▸ Activity A:
According to the passage on "28 Days Later," which two formats did the film combine?
▸ Activity B:
Go on with the passage on "28 Days Later" from the point where it stops.

Director: Danny Boyle. Cast: Cillian Murphy, Naomie Harris, Megan Burns, Brendan Gleeson, Christopher Eccleston…

Although there were a few precedents, it was Danny Boyle, along with Alex Garland confined to the writing room before his success with “Ex Machina” and “Annihilation,” who popularized fast zombies and infected them in his spectacular “28 Days Later.” This gem of the subgenre hybridized video and 35mm, playing with shutter speeds to give the film a unique look that enriched its brutal and chaotic violence.

“Martyrs” (2008)

(Referring expression grounding records)
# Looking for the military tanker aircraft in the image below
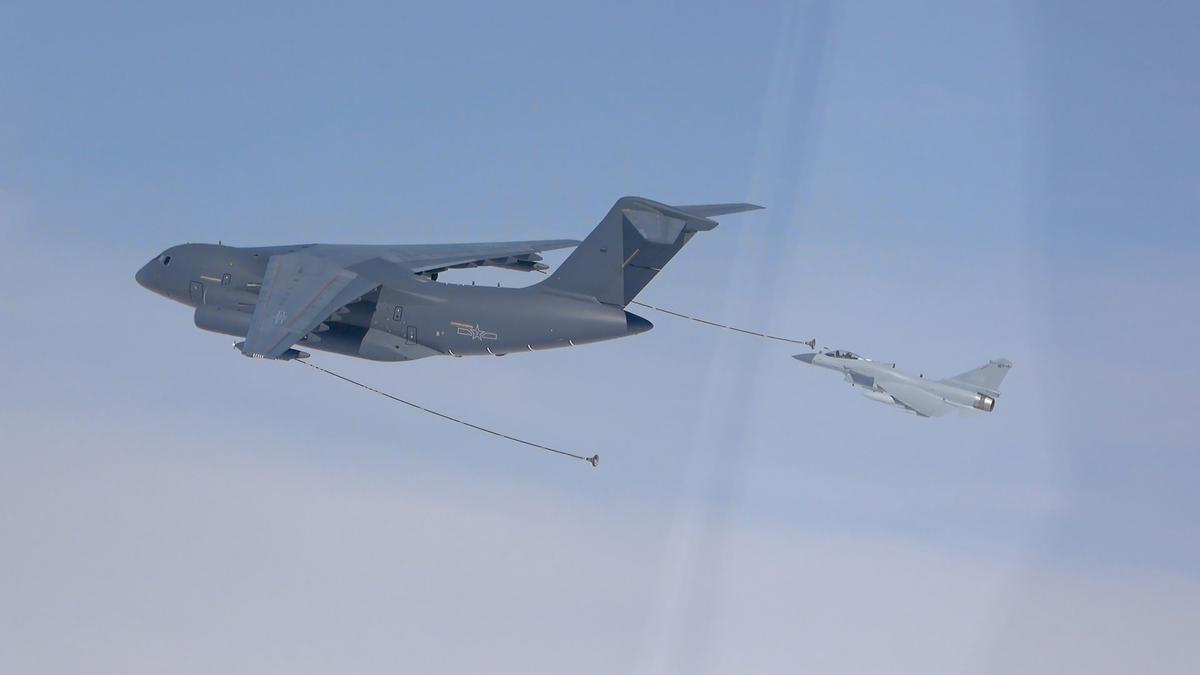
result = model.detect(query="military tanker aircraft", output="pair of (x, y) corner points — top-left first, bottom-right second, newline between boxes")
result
(136, 197), (762, 362)
(792, 350), (1013, 417)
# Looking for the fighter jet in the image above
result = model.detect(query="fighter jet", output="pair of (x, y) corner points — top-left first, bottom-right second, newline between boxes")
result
(792, 350), (1013, 417)
(136, 197), (762, 362)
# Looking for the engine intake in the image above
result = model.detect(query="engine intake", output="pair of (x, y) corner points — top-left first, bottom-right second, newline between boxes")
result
(973, 394), (996, 412)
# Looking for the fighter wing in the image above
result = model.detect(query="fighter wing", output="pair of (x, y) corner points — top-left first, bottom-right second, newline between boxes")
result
(877, 382), (954, 417)
(240, 251), (378, 359)
(398, 239), (580, 273)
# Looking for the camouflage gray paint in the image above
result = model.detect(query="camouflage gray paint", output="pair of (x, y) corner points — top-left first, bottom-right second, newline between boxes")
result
(792, 350), (1013, 417)
(136, 197), (760, 362)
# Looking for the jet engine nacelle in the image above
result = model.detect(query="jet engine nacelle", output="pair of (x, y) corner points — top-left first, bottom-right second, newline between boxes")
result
(972, 394), (996, 412)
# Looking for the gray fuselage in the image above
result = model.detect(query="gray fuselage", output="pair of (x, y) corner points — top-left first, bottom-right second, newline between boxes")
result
(794, 350), (998, 414)
(136, 244), (653, 362)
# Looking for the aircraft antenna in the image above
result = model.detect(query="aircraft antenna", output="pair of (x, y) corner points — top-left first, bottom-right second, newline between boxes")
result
(630, 300), (817, 350)
(294, 359), (600, 467)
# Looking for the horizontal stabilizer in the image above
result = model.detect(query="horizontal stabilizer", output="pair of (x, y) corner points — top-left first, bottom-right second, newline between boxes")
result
(541, 197), (762, 307)
(676, 202), (763, 217)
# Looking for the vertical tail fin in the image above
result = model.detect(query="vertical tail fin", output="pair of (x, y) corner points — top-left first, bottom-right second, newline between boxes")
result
(540, 197), (762, 307)
(950, 359), (1013, 394)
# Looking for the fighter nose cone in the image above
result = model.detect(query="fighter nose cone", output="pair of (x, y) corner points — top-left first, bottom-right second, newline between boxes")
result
(133, 264), (150, 288)
(625, 312), (654, 335)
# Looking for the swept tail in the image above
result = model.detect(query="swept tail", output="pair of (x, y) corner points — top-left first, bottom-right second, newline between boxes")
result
(539, 197), (762, 307)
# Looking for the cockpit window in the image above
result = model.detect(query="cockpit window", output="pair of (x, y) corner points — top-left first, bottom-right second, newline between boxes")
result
(826, 350), (863, 360)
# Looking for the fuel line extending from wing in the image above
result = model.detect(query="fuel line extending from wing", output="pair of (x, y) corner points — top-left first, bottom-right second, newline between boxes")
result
(630, 300), (817, 350)
(295, 359), (600, 467)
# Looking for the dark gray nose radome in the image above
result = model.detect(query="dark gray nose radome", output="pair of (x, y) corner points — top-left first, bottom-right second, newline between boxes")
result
(625, 312), (654, 335)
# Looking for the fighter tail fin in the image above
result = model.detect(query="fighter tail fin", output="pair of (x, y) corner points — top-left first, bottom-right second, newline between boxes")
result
(540, 197), (762, 306)
(949, 359), (1013, 394)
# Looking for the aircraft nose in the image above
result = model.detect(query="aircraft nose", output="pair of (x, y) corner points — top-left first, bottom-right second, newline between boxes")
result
(133, 263), (150, 288)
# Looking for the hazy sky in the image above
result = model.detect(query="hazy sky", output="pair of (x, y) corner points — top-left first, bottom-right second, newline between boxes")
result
(0, 2), (1200, 674)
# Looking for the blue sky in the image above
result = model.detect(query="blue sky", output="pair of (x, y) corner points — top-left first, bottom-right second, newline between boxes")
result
(0, 2), (1200, 673)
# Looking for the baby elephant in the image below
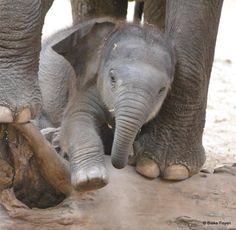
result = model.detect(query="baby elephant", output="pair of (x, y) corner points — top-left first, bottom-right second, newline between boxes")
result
(42, 19), (175, 191)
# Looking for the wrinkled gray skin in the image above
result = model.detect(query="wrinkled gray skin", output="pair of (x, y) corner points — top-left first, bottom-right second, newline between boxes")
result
(0, 0), (223, 192)
(39, 19), (175, 191)
(0, 0), (52, 123)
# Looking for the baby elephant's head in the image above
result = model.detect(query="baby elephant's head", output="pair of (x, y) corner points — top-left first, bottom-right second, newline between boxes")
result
(98, 25), (175, 168)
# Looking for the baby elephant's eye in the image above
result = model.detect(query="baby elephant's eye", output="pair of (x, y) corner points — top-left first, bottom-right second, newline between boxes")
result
(109, 69), (116, 86)
(159, 87), (166, 94)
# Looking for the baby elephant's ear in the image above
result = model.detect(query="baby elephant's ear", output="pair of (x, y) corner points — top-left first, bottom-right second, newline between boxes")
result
(52, 19), (115, 86)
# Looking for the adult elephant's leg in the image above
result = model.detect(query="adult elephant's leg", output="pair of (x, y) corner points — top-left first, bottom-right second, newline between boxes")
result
(0, 0), (52, 123)
(143, 0), (166, 30)
(59, 86), (108, 191)
(135, 0), (223, 180)
(133, 1), (144, 22)
(71, 0), (128, 23)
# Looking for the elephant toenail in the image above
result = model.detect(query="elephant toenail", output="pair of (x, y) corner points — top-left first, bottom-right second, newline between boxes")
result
(15, 108), (31, 123)
(0, 106), (13, 123)
(136, 158), (160, 179)
(163, 165), (190, 181)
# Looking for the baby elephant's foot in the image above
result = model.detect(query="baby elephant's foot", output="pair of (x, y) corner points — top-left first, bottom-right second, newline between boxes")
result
(71, 164), (109, 192)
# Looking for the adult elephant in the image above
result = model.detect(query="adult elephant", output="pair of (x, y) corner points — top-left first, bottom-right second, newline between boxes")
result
(66, 0), (223, 180)
(0, 0), (223, 191)
(0, 0), (53, 123)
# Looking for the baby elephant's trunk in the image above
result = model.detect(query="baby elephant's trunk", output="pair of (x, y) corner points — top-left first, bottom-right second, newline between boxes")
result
(111, 92), (150, 169)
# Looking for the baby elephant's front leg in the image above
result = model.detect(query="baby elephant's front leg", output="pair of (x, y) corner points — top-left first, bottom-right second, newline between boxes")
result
(60, 87), (108, 191)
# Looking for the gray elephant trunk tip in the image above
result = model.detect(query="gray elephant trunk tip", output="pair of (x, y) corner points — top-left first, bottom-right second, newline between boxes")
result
(111, 156), (128, 169)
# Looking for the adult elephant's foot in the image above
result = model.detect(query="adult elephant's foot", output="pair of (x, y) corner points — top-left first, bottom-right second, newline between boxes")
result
(133, 117), (205, 181)
(71, 163), (109, 192)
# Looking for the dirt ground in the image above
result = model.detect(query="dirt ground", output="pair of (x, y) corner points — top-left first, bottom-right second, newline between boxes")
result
(0, 0), (236, 230)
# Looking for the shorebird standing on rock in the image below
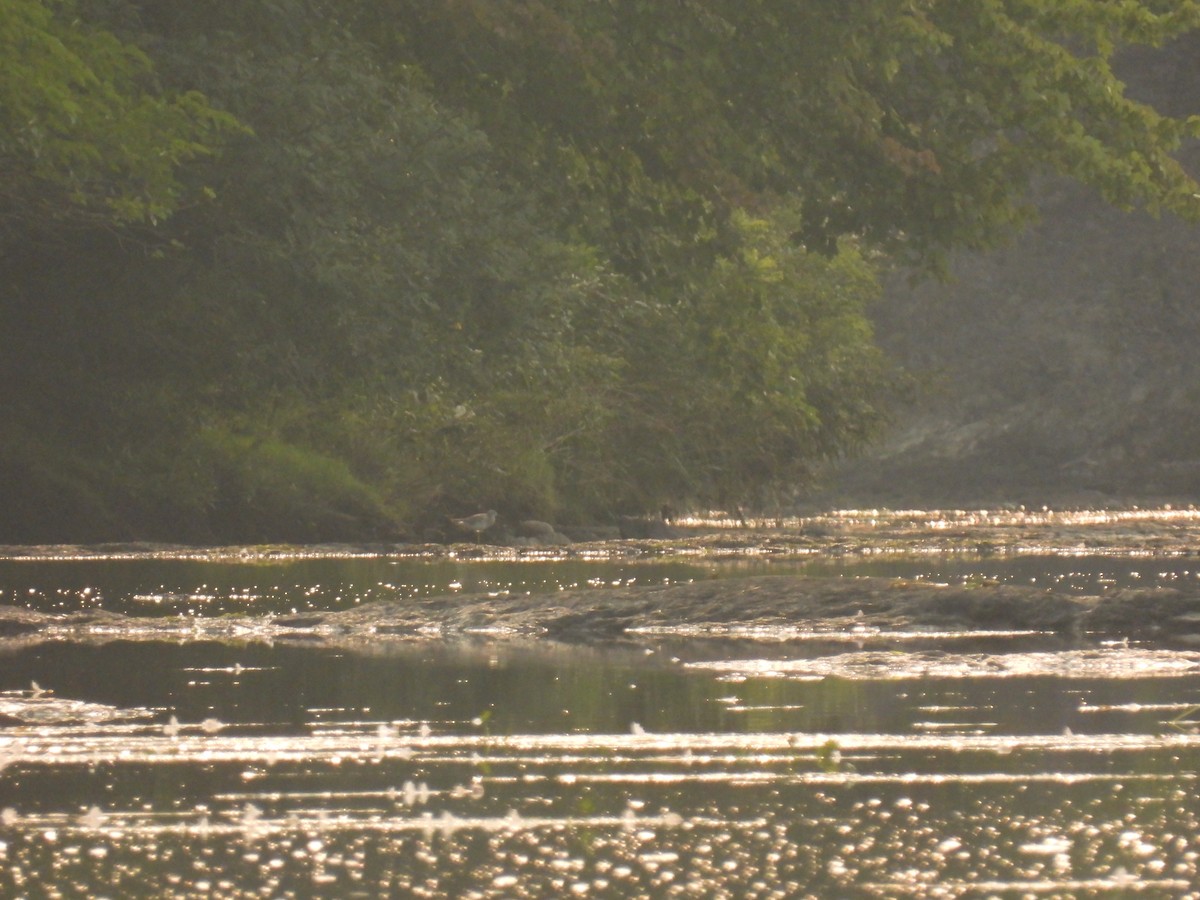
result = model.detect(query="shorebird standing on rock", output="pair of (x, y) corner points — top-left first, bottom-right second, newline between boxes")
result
(450, 509), (496, 540)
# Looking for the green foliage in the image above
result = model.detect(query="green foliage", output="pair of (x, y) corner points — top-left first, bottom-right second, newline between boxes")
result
(0, 0), (1200, 540)
(0, 0), (238, 237)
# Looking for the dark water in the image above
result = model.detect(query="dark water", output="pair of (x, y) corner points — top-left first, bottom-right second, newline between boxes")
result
(0, 511), (1200, 898)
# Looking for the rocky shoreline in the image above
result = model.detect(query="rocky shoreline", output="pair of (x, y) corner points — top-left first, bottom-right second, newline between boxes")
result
(0, 576), (1200, 647)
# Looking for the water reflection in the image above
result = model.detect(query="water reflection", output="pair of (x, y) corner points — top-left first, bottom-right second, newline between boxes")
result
(0, 517), (1200, 898)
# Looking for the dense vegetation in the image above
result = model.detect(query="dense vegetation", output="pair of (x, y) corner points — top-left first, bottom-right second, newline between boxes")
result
(0, 0), (1200, 541)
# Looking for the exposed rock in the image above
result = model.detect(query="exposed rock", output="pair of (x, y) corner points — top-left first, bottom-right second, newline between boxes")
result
(0, 576), (1200, 646)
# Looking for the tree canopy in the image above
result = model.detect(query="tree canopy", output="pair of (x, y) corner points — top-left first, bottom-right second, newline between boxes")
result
(0, 0), (1200, 540)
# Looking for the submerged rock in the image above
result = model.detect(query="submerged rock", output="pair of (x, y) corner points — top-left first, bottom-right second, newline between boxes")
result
(0, 576), (1200, 644)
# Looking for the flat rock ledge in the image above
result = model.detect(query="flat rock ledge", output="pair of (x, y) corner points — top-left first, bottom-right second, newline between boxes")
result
(7, 576), (1200, 646)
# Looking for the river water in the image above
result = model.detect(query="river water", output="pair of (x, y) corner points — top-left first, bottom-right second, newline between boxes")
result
(0, 510), (1200, 898)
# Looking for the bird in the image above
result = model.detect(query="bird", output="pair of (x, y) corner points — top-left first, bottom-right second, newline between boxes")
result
(450, 509), (496, 536)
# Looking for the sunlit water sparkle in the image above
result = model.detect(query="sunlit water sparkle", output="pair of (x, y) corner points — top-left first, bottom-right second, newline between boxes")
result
(0, 510), (1200, 898)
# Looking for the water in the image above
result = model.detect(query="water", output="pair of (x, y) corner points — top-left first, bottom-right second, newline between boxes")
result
(0, 511), (1200, 898)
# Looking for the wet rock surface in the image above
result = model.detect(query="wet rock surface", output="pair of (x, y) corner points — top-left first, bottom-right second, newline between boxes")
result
(0, 576), (1200, 644)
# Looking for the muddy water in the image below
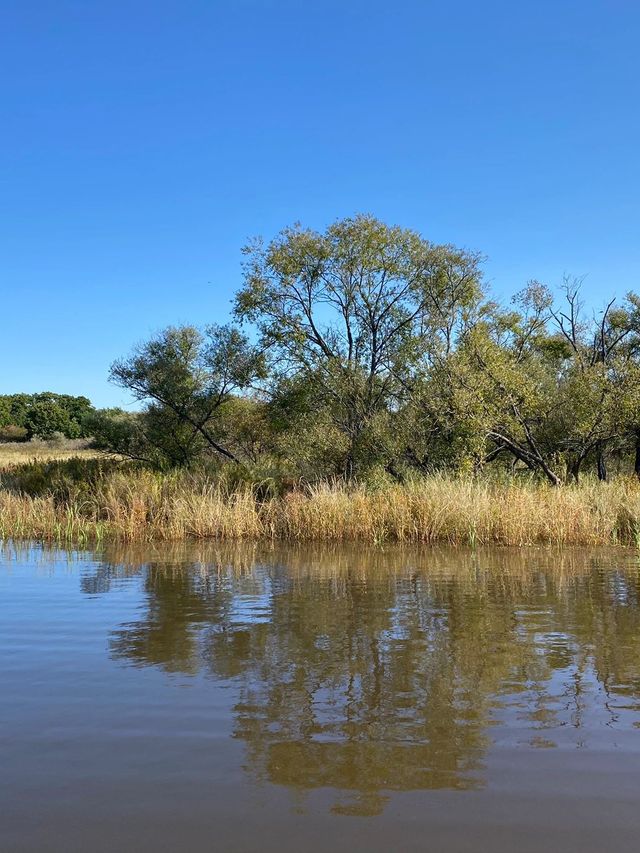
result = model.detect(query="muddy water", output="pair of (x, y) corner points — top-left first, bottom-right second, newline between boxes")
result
(0, 546), (640, 853)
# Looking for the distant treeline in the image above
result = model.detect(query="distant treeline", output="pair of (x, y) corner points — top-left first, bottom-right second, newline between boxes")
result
(13, 215), (640, 485)
(0, 391), (93, 441)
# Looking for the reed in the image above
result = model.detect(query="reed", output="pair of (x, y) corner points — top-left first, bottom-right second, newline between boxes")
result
(0, 463), (640, 547)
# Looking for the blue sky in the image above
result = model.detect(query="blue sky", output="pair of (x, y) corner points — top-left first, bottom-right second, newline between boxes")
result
(0, 0), (640, 405)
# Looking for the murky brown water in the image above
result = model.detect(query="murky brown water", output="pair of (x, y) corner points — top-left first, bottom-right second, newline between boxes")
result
(0, 546), (640, 853)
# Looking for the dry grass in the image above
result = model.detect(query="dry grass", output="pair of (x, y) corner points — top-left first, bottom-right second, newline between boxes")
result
(0, 470), (640, 546)
(0, 438), (100, 468)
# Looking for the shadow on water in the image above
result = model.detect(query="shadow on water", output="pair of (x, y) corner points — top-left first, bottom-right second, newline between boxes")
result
(12, 545), (640, 815)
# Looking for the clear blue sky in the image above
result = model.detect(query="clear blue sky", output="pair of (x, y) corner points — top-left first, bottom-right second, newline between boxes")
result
(0, 0), (640, 405)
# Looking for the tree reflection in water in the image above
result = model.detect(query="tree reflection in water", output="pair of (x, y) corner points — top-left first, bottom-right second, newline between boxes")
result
(83, 546), (640, 814)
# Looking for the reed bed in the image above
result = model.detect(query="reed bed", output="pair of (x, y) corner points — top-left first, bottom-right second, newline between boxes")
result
(0, 438), (100, 468)
(0, 469), (640, 546)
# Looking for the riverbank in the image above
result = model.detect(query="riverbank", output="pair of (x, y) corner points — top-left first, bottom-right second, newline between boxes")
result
(0, 463), (640, 546)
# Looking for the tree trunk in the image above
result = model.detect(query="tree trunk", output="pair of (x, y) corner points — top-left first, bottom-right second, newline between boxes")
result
(569, 456), (582, 483)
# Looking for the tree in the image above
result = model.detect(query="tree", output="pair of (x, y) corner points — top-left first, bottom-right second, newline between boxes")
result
(235, 215), (482, 477)
(111, 326), (264, 464)
(25, 399), (77, 439)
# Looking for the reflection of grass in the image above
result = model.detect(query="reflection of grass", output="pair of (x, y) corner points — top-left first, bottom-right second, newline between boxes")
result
(0, 460), (640, 546)
(0, 438), (98, 469)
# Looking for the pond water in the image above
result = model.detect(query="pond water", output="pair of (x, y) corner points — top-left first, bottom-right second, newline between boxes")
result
(0, 545), (640, 853)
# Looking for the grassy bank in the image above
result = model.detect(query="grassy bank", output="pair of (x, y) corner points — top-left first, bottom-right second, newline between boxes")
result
(0, 462), (640, 546)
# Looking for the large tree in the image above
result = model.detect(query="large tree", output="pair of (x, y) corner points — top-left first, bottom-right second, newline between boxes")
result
(111, 326), (264, 464)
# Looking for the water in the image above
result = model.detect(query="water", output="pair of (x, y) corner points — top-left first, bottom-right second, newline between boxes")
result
(0, 546), (640, 853)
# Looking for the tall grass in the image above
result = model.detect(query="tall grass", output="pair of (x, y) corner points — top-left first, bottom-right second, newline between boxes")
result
(0, 462), (640, 546)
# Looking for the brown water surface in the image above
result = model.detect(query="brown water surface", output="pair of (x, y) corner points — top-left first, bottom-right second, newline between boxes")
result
(0, 545), (640, 853)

▸ Your response A:
Video and 35mm.

▸ Your response B:
Director: Pascal Laugier. Cast: Mylène Jampanoï, Morjana Alaoui, Catherine Bégin, Robert Toupin, Patricia Tulasne…

While “Inside” by Alexandre Bustillo and Julien Maury may be the greatest representative of the French extreme horror wave known as “New French Extremity,” my personal taste leads me to include Pascal Laugier’s brutal “Martyrs.” It is one of the last “ambulance-in-front-of-the-theater” movies I remember from the Sitges Film Festival. It boasts insane violence and an ending that can be described as both genius and stupid, never leaving the audience indifferent.

“Let the Right One In” (2008)

Director: Tomas Alfredson. Cast: Kåre Hedebrant, Lina Leandersson, Per Ragnar, Henrik Dahl, Karin Bergquist…

Nordic horror converges exceptionally well with Nordic author cinema in this adaptation of John Ajvide Lindqvist’s novel. Celebrated worldwide for its superb technical execution, remarkable use of depth of field, and charmingly violent friendship—classic romance—between the young Oskar and the sinister Eli. This film is a prime example of how horror can effectively cross genres.

“The Lords of Salem” (2012)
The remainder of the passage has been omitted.